— Start Dataset records —
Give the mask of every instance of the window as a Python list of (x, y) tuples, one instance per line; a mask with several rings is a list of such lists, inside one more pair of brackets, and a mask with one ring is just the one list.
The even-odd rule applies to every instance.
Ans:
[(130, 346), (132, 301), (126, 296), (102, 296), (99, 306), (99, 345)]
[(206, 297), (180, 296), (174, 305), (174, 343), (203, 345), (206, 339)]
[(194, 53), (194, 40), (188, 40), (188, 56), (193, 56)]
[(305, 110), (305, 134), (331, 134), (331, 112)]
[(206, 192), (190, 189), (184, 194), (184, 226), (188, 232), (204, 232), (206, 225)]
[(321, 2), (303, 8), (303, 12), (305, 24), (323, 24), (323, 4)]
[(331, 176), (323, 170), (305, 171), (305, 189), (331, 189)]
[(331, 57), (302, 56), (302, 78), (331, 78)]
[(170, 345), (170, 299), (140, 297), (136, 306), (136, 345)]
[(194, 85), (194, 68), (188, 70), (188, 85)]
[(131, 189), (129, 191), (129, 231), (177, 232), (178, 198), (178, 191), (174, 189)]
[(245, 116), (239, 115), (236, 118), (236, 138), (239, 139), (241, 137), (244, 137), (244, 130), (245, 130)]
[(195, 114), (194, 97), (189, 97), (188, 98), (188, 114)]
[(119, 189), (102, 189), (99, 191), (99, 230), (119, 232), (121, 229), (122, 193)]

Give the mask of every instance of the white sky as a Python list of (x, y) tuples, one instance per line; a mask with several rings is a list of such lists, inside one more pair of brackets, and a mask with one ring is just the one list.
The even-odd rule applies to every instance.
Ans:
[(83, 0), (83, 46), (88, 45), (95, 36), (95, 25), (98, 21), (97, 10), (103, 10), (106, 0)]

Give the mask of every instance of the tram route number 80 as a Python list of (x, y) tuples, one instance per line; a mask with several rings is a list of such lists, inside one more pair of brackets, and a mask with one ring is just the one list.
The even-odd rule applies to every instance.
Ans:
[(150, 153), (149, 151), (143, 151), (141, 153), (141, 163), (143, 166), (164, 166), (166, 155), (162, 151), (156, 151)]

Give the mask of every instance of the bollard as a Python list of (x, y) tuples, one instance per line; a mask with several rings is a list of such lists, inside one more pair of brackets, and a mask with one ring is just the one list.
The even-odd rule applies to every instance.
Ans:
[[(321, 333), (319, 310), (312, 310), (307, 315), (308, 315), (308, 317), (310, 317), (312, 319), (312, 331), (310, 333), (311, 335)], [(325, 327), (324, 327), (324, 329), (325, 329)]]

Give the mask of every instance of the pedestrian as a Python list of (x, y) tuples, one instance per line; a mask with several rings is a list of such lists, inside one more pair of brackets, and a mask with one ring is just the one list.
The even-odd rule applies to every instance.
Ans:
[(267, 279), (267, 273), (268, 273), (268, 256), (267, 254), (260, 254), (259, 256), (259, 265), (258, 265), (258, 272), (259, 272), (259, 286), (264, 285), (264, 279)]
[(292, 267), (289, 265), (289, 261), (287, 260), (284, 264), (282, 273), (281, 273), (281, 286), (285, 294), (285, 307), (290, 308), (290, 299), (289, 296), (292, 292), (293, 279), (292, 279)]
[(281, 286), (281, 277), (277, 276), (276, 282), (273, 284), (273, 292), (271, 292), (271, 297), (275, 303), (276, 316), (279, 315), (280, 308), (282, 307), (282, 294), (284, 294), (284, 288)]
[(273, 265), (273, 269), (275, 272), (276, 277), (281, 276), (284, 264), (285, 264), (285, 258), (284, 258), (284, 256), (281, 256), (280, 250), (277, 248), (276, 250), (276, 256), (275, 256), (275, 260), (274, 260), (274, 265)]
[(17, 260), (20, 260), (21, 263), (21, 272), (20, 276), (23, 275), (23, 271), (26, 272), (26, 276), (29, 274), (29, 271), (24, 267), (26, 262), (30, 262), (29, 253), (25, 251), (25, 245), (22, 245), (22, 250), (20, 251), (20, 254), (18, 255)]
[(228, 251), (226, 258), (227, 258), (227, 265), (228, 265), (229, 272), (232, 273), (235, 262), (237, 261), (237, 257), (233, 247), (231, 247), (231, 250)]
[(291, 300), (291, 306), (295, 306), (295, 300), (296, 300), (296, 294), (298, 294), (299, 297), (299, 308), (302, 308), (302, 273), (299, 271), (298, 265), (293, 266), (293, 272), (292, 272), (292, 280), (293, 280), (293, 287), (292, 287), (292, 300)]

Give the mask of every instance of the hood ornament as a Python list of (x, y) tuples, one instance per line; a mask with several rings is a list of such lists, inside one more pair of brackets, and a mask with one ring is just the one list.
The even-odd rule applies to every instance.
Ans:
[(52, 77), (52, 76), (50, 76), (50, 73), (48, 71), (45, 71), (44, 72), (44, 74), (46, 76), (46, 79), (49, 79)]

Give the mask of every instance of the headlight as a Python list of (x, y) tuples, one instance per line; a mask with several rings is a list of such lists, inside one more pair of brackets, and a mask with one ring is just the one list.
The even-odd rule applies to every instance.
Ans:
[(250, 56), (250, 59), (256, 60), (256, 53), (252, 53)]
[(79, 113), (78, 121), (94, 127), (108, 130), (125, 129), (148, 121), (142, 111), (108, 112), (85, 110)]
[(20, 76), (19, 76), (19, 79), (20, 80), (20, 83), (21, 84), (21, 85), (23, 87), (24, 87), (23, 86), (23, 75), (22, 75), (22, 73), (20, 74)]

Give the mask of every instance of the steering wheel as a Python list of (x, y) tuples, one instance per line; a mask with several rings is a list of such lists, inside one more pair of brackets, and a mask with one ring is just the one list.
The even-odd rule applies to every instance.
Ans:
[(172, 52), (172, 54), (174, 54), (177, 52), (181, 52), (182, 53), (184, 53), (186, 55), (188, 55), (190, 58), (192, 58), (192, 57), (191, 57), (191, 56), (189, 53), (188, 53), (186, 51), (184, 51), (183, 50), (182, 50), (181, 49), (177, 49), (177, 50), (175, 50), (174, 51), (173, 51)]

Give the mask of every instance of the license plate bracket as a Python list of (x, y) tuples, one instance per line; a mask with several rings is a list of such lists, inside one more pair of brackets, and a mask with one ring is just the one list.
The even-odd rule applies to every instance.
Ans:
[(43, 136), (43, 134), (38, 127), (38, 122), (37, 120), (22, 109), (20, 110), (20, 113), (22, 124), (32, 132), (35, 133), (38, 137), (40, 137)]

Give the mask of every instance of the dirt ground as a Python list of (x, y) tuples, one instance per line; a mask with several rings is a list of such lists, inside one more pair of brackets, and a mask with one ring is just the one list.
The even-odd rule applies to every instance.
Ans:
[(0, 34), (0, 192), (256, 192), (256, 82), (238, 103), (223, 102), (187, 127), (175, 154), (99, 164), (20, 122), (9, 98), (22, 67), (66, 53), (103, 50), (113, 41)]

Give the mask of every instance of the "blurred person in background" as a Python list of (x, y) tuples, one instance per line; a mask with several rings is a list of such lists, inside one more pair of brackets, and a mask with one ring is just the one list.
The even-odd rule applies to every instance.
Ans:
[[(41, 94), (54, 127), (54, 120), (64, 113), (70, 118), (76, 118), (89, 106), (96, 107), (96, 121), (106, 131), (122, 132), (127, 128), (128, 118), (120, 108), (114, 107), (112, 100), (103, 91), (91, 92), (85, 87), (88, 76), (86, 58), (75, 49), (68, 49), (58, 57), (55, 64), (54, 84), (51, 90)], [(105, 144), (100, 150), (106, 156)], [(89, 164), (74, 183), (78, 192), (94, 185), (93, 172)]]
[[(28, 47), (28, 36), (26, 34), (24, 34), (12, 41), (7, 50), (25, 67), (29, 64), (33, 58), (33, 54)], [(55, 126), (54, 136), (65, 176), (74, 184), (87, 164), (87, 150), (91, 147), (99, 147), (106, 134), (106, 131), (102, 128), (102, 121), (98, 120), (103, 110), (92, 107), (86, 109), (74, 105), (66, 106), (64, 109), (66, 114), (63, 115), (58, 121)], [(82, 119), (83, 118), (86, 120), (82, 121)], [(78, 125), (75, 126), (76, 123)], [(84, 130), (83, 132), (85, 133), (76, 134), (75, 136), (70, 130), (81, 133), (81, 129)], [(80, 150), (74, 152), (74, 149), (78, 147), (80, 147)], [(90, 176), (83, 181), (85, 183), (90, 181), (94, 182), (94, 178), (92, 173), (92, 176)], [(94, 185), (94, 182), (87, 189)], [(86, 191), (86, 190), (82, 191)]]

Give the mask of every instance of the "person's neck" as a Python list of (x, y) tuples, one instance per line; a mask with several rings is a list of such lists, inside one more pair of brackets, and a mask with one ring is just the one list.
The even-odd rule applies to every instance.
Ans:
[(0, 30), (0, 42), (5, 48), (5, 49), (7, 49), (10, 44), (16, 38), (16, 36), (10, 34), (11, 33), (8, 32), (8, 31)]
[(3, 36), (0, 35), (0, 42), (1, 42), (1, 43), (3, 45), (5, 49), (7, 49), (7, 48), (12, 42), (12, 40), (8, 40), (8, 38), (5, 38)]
— End Dataset records —
Set exercise —
Can you write out every line of the items, from the one containing "Give the mask of every instance of the steering" down to the one containing "50), (113, 41)]", both ends included, as a numbered list with the blank lines left out?

Answer below —
1. Give the mask of every instance of the steering wheel as a Python list of (x, y) tuples, one instance per line; a mask with several rings is a list of such lists, inside one more pair of brackets, and a mask with one ring is just the one list.
2. The even-odd rule applies to every instance.
3. Ans:
4. [(172, 52), (172, 54), (174, 54), (177, 52), (181, 52), (182, 53), (184, 53), (186, 55), (188, 55), (190, 58), (192, 58), (192, 57), (191, 57), (191, 56), (189, 53), (188, 53), (186, 51), (184, 51), (183, 50), (182, 50), (181, 49), (177, 49), (177, 50), (175, 50), (174, 51), (173, 51)]
5. Give the mask of every instance of the license plate bracket as a Python list of (x, y) tuples, one instance per line; a mask with several rings is a list of such lists, inside one more pair of brackets, and a mask with one ring is just the one list.
6. The even-odd rule applies to every instance.
7. Ans:
8. [(43, 136), (43, 134), (38, 127), (38, 122), (37, 120), (22, 109), (20, 110), (20, 113), (22, 124), (32, 132), (35, 133), (38, 137), (40, 137)]
9. Give the mask of every instance of the dirt ground as a Python list of (x, y) tuples, one instance per line; a mask with several rings is a list of such lists, inside one more pair of brackets, and a mask with one ring is just the one list.
10. The even-odd rule applies to every instance.
11. Ans:
12. [(0, 34), (0, 192), (256, 192), (256, 82), (238, 103), (223, 102), (187, 127), (175, 154), (99, 164), (20, 122), (9, 98), (22, 67), (66, 53), (103, 50), (113, 41)]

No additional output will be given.